-- WHAT YOU HAVE TO DO --
Reproduce word for word the stretch of the records below that runs from the line containing "Task: place one keypoint on every instance of the tall" through the end of the records.

-- Collected data entries --
···

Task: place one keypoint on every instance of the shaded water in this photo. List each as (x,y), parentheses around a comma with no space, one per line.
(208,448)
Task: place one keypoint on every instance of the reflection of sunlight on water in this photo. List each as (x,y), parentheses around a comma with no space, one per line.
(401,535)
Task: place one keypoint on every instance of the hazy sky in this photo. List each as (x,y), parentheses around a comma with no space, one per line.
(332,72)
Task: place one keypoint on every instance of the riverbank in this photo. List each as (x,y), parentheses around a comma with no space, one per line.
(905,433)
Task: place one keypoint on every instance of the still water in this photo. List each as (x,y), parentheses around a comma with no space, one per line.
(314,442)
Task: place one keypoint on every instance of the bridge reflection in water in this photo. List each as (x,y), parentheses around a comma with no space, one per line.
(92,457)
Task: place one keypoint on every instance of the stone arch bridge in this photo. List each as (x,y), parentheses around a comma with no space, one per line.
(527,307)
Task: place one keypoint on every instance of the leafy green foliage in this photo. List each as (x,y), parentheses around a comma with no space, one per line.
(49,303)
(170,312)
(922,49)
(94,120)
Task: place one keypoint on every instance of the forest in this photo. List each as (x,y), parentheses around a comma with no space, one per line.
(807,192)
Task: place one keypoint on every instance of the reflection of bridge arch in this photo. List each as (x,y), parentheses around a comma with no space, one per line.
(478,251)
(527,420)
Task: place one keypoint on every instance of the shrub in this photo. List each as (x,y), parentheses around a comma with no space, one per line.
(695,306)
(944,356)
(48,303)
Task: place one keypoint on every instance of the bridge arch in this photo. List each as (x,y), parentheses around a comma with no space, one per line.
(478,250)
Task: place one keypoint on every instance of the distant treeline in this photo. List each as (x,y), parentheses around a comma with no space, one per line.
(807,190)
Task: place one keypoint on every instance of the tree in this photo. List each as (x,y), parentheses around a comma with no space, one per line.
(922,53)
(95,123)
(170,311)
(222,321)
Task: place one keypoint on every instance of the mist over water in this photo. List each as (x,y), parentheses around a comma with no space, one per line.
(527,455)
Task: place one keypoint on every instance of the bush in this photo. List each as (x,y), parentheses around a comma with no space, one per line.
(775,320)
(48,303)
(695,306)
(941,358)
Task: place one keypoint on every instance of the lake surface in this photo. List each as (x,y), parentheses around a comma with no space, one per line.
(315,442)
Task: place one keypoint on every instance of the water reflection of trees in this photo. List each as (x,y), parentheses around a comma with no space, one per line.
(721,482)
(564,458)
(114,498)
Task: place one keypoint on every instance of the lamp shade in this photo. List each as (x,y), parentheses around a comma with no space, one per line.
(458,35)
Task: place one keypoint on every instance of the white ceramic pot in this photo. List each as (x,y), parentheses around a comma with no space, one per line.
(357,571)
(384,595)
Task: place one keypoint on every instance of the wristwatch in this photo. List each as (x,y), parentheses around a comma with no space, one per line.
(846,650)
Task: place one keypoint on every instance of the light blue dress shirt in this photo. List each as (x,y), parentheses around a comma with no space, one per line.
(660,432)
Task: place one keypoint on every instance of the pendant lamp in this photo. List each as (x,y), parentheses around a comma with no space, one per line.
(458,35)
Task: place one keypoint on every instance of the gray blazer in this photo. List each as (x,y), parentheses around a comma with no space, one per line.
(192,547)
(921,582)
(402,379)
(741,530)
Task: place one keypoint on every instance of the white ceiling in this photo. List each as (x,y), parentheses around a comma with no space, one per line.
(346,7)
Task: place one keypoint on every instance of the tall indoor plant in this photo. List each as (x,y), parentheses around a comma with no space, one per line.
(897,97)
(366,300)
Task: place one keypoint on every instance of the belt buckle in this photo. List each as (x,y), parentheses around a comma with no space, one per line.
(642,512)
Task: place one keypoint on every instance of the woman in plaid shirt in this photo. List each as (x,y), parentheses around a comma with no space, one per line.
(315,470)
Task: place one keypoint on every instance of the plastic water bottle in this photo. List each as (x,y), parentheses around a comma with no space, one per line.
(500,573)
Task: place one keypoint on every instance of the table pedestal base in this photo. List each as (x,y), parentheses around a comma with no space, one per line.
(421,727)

···

-- WRITTEN REPLY --
Task: place one keypoint on every instance of the tall indoor plant in this photo. List each as (x,y), parentheses around a comma with no space, one per line.
(897,97)
(366,300)
Task: place one keypoint on every instance of the belt buckle in this photo. List each as (x,y), parentheses around a comma with no space, one per line.
(642,512)
Task: place one keypoint on every instance of the woman in plaid shirt in this photo. List each as (x,y), parentheses around a comma with no space, one per line.
(315,470)
Task: place one keypoint on every instance of the plastic water bottle in this photo. List each as (x,y), parentheses around a comma with no space, one per line.
(500,573)
Task: place one keypoint on every instance of the table pedestal base in this photo. List each as (x,y), parentheses around a comma with no space, one per line.
(421,727)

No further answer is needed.